| STATED EXERCISE |
Transcribe the records below exactly as they appear.
╭──
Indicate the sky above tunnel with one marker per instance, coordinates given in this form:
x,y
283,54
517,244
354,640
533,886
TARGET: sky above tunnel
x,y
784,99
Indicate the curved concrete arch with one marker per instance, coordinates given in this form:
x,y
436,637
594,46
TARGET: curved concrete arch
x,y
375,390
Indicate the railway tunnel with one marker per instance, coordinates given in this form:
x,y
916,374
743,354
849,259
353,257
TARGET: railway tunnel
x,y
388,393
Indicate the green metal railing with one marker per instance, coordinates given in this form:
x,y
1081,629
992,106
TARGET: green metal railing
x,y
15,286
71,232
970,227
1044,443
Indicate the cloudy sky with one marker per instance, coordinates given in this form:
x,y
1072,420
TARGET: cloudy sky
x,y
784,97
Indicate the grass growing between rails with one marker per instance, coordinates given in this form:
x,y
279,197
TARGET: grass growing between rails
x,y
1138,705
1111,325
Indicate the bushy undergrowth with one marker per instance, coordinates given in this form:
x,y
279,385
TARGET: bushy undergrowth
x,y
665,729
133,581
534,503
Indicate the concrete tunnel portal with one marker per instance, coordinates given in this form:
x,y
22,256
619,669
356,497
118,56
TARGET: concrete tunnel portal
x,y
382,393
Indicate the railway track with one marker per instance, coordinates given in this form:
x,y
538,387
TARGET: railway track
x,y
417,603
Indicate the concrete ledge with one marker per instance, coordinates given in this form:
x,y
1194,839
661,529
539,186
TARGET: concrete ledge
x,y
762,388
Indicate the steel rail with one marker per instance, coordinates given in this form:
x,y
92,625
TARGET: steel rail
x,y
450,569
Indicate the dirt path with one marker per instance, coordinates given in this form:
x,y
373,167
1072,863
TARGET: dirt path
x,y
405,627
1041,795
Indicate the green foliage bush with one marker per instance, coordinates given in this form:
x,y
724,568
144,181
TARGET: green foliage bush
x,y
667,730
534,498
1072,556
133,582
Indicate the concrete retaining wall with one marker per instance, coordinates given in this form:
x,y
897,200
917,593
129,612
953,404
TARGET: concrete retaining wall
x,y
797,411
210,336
╰──
| RESPONSE BELOW |
Indicate the sky above tunnel with one marker per instance, coordinates given in this form:
x,y
283,54
517,244
354,640
533,886
TARGET: sky above tunnel
x,y
784,99
Indicate the curved concrete arch with one marker per instance, coordinates given in this form:
x,y
436,637
594,46
TARGET: curved concrete arch
x,y
375,390
Indicate the railway tunnel with one marker per instance, coordinates given in this form:
x,y
916,374
743,354
849,259
353,257
TARGET: railway tunnel
x,y
388,393
Indicate the green metal railing with one marker per instance, coordinates given in this form:
x,y
1081,629
992,106
TARGET: green metal railing
x,y
15,286
71,232
970,227
1044,443
Indicate the cloudy sky with one marker per instance, coordinates given in this form:
x,y
1072,420
TARGET: cloudy sky
x,y
784,97
Indicate the grass growing between rails with one marker per instance, coordinates given in this form:
x,y
279,197
TARGET: grass growing between rails
x,y
1138,705
1111,325
Indicate the bushy undergrowth with one marker per instance, coordinates given in this form:
x,y
279,385
TARGET: bushy undergrowth
x,y
665,729
133,581
534,503
Indicate the concrete tunnel portal with one marker per instance, coordinates given in this form:
x,y
22,256
619,669
356,497
118,56
TARGET: concrete tunnel portal
x,y
382,393
Indicate the railway track with one marker per instance, coordinates given in this form:
x,y
538,387
TARGET: railway track
x,y
417,603
Indicate the concrete ledge with one marker per instance, coordinates given in this form:
x,y
1194,839
661,529
539,186
TARGET: concrete ledge
x,y
762,388
Indicate the steel rail with one marker per instance, coordinates given in this form:
x,y
92,625
TARGET: steel rail
x,y
450,569
Indicate the dirt path with one marker per instance, coordinates given in this form:
x,y
373,167
1072,863
TARGET: dirt path
x,y
405,627
1041,795
Indicate the green foliage bush with one marker per instance, coordinates given in this form:
x,y
724,568
144,181
TARGET: green foliage bush
x,y
667,730
534,498
1072,556
133,582
Indicate the concrete retaining wall with one marker per instance, coordinates given in this form:
x,y
897,200
917,593
129,612
953,404
TARGET: concrete retaining wall
x,y
797,411
210,336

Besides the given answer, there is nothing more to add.